>> BEGIN

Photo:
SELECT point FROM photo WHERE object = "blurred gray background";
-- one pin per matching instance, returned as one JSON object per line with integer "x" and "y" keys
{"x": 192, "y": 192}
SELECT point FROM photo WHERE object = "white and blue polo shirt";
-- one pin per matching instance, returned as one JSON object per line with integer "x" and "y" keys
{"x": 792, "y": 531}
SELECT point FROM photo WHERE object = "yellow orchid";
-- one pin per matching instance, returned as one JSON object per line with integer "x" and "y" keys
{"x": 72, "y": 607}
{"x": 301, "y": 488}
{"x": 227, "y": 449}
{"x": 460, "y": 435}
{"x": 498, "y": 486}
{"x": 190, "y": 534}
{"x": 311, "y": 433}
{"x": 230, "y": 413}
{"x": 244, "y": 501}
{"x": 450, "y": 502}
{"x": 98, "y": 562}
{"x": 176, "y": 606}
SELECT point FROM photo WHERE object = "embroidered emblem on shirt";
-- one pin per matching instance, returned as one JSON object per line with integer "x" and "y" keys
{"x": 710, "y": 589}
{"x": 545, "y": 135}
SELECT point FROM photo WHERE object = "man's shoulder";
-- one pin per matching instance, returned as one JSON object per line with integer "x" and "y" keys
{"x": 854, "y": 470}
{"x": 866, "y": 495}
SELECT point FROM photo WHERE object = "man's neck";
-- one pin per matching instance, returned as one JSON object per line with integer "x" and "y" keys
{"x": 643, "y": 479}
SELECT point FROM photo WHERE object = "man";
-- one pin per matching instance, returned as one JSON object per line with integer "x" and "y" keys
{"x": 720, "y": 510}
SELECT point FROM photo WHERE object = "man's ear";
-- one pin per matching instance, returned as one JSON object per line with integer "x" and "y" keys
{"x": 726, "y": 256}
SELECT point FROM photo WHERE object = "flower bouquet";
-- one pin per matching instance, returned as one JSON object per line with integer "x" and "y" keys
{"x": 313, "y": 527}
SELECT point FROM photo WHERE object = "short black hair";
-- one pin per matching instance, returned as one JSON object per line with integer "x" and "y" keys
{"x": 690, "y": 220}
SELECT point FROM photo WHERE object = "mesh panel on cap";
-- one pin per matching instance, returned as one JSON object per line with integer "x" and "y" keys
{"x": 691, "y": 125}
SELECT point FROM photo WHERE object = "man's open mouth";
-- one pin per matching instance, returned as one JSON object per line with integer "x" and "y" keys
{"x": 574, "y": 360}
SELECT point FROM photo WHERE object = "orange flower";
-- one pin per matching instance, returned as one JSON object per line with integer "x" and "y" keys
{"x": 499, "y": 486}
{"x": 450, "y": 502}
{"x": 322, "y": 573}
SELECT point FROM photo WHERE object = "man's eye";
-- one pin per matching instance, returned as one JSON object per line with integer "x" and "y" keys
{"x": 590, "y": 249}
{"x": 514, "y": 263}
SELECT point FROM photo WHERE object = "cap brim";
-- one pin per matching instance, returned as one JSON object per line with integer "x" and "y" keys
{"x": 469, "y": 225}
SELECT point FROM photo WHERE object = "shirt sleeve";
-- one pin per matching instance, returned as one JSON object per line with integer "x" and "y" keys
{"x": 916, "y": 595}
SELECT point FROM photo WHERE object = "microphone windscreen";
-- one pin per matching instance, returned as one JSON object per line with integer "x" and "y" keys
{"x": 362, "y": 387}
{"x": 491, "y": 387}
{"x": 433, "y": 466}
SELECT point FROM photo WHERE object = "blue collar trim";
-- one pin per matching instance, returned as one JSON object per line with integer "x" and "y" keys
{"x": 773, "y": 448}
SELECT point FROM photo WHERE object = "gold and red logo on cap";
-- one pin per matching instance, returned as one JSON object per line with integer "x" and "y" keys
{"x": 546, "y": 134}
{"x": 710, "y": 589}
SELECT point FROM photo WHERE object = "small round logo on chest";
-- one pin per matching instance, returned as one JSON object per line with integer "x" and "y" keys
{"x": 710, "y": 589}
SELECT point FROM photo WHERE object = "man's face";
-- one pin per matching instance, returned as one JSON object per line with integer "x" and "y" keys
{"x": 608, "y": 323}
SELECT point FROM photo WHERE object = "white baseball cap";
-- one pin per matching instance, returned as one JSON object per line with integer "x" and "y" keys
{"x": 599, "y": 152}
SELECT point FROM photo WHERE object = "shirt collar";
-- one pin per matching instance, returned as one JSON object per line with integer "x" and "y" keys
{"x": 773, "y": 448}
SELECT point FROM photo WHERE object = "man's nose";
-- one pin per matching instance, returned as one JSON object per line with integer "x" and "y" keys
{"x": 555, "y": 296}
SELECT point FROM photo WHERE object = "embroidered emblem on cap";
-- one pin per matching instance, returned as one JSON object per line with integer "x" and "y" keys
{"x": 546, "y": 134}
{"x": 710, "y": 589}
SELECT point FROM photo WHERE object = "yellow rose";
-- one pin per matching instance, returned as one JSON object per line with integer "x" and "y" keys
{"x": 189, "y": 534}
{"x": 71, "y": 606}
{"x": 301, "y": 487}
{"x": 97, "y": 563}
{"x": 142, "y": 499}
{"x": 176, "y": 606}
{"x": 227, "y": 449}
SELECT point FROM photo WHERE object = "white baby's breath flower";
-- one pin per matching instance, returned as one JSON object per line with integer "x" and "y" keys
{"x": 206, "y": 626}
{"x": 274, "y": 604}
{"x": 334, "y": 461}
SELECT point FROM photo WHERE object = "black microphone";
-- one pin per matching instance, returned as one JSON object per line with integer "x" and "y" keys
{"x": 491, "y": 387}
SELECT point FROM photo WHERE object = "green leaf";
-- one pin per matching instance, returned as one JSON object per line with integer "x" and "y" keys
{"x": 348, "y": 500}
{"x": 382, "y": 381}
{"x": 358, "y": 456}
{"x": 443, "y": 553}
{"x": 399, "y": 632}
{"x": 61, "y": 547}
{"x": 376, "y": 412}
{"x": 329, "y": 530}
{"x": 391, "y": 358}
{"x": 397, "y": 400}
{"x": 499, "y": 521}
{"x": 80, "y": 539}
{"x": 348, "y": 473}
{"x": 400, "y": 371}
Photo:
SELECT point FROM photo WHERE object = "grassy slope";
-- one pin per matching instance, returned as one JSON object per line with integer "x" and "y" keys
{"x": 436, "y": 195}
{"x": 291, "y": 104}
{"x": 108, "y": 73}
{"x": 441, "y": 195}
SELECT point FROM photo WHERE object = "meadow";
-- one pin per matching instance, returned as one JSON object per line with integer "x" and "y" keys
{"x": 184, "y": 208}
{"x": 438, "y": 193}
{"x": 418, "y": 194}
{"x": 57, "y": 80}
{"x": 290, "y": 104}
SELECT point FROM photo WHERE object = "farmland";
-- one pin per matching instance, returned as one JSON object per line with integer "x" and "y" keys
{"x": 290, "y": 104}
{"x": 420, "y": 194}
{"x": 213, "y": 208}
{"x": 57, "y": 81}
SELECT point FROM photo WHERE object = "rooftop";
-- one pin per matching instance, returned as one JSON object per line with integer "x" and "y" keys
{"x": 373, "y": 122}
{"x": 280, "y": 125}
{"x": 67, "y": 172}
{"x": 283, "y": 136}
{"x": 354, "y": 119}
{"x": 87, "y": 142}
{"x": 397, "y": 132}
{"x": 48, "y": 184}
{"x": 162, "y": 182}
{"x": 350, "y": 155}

>> END

Extract every line of the data that contains the word "microphone".

> **TASK SOLUTION**:
SELECT point FROM photo WHERE object = "microphone windscreen";
SELECT point FROM photo WHERE object = "black microphone";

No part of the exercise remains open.